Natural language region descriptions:
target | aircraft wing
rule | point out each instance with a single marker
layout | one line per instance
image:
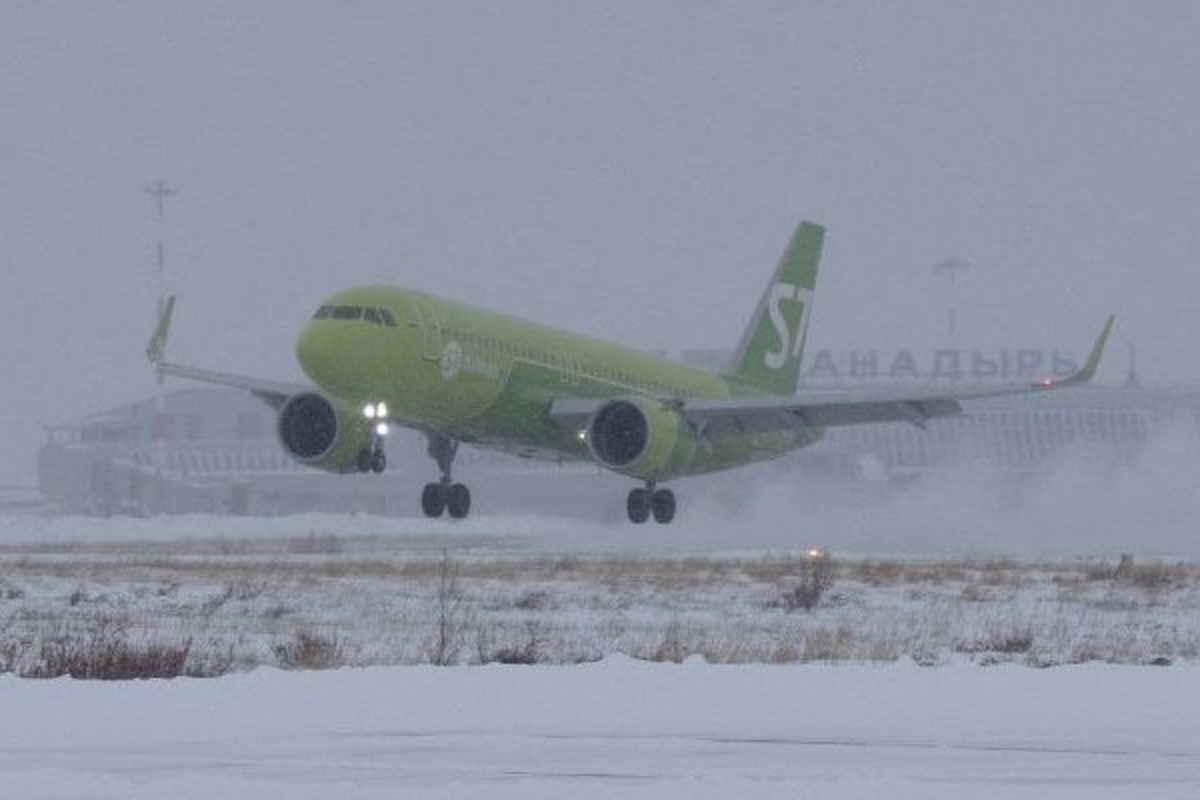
(828, 409)
(271, 391)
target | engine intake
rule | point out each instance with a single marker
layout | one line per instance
(641, 438)
(318, 432)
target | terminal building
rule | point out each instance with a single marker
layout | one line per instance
(215, 451)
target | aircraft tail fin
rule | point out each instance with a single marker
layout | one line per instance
(157, 343)
(772, 347)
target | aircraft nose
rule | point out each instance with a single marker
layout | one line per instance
(309, 352)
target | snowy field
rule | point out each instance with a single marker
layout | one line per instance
(615, 728)
(663, 662)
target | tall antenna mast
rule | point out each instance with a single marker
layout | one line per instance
(952, 269)
(161, 192)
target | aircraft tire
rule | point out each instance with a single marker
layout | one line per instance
(457, 500)
(663, 505)
(433, 500)
(637, 505)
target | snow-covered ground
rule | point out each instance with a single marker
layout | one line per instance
(615, 728)
(325, 591)
(971, 581)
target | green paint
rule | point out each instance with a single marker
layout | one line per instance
(490, 379)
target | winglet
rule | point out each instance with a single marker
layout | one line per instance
(1093, 360)
(159, 341)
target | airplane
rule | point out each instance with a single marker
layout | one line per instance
(383, 356)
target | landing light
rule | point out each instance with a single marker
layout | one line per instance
(376, 410)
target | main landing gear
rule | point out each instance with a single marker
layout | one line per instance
(445, 495)
(645, 501)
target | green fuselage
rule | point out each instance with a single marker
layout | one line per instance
(489, 379)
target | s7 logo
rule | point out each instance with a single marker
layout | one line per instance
(791, 338)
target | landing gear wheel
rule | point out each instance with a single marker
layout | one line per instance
(639, 506)
(433, 499)
(457, 500)
(663, 505)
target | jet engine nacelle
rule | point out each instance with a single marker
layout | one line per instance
(641, 438)
(318, 432)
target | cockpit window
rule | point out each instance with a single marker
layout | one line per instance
(347, 312)
(373, 316)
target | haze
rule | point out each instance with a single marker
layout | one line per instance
(630, 170)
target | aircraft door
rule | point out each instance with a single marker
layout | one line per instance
(431, 331)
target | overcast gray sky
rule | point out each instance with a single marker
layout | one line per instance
(625, 169)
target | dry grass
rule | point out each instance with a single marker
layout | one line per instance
(203, 607)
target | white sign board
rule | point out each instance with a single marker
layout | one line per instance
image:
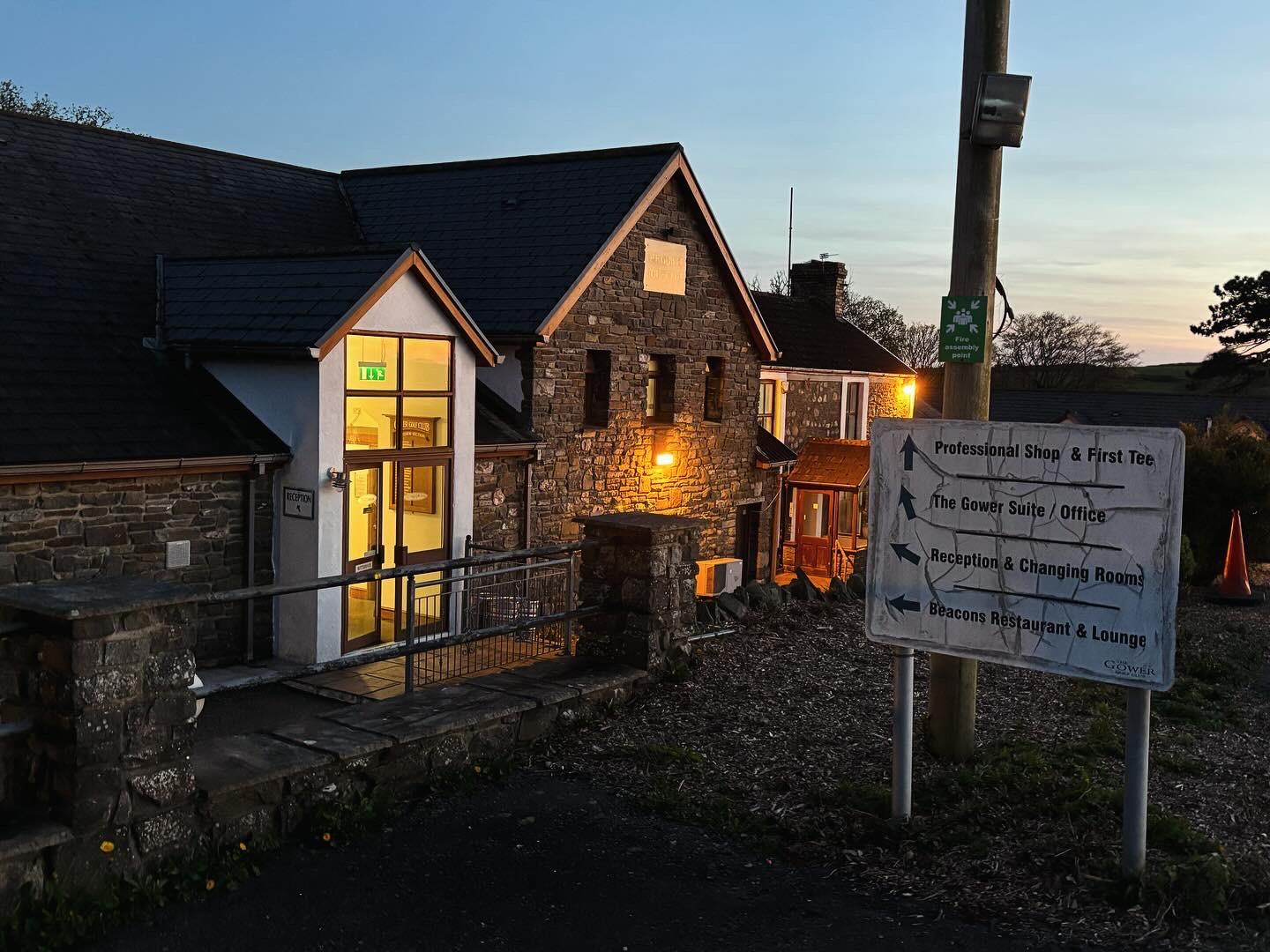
(1052, 547)
(297, 502)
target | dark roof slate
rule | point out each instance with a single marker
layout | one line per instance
(83, 213)
(497, 421)
(508, 235)
(770, 450)
(285, 301)
(811, 335)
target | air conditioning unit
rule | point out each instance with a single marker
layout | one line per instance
(718, 576)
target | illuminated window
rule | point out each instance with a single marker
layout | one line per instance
(714, 389)
(855, 390)
(398, 392)
(597, 387)
(660, 390)
(767, 405)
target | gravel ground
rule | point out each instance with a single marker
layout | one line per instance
(781, 735)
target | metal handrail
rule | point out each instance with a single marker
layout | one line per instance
(401, 571)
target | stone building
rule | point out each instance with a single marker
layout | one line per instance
(819, 398)
(227, 371)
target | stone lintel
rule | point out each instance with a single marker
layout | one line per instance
(89, 598)
(646, 524)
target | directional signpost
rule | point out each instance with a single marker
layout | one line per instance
(1052, 547)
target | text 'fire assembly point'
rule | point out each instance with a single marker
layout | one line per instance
(1053, 547)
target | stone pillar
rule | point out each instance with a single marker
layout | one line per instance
(112, 714)
(641, 568)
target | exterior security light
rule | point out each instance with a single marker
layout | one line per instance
(1000, 109)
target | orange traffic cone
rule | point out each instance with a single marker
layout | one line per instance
(1235, 576)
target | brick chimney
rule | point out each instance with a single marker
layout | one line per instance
(822, 280)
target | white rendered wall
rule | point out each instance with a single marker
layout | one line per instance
(303, 401)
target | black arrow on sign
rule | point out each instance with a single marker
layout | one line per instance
(906, 499)
(903, 605)
(903, 551)
(908, 450)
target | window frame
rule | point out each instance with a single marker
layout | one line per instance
(767, 385)
(592, 375)
(714, 387)
(661, 383)
(399, 395)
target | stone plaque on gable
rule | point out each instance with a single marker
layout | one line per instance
(666, 267)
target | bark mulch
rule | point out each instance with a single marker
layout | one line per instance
(781, 734)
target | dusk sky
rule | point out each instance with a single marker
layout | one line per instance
(1142, 181)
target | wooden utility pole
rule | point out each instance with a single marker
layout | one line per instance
(975, 271)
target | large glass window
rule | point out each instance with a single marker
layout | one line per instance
(398, 392)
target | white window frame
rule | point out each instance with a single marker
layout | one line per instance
(863, 409)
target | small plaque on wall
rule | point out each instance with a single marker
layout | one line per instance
(297, 502)
(666, 267)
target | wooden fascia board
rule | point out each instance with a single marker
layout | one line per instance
(410, 260)
(601, 258)
(676, 165)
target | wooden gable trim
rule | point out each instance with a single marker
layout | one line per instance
(412, 260)
(676, 165)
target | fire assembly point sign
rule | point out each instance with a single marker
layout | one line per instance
(1053, 547)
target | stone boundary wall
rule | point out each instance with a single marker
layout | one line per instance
(120, 528)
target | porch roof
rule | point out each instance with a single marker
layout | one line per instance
(831, 464)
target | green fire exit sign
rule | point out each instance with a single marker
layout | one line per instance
(963, 329)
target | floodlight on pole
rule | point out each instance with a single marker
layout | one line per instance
(1000, 109)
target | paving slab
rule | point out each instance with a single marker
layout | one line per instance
(433, 711)
(582, 677)
(227, 764)
(332, 738)
(26, 841)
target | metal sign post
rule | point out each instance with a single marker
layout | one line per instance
(1050, 547)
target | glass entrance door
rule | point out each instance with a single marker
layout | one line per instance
(363, 550)
(814, 524)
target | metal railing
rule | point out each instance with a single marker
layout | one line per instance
(505, 614)
(462, 616)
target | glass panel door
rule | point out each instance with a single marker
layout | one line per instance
(363, 550)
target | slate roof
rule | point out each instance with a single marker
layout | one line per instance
(271, 301)
(811, 335)
(831, 464)
(773, 450)
(508, 235)
(497, 421)
(83, 213)
(1122, 409)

WHAT YOU WILL DO:
Count the lines above that contain "door" and reply with the figure alone.

WRITTEN ANSWER:
3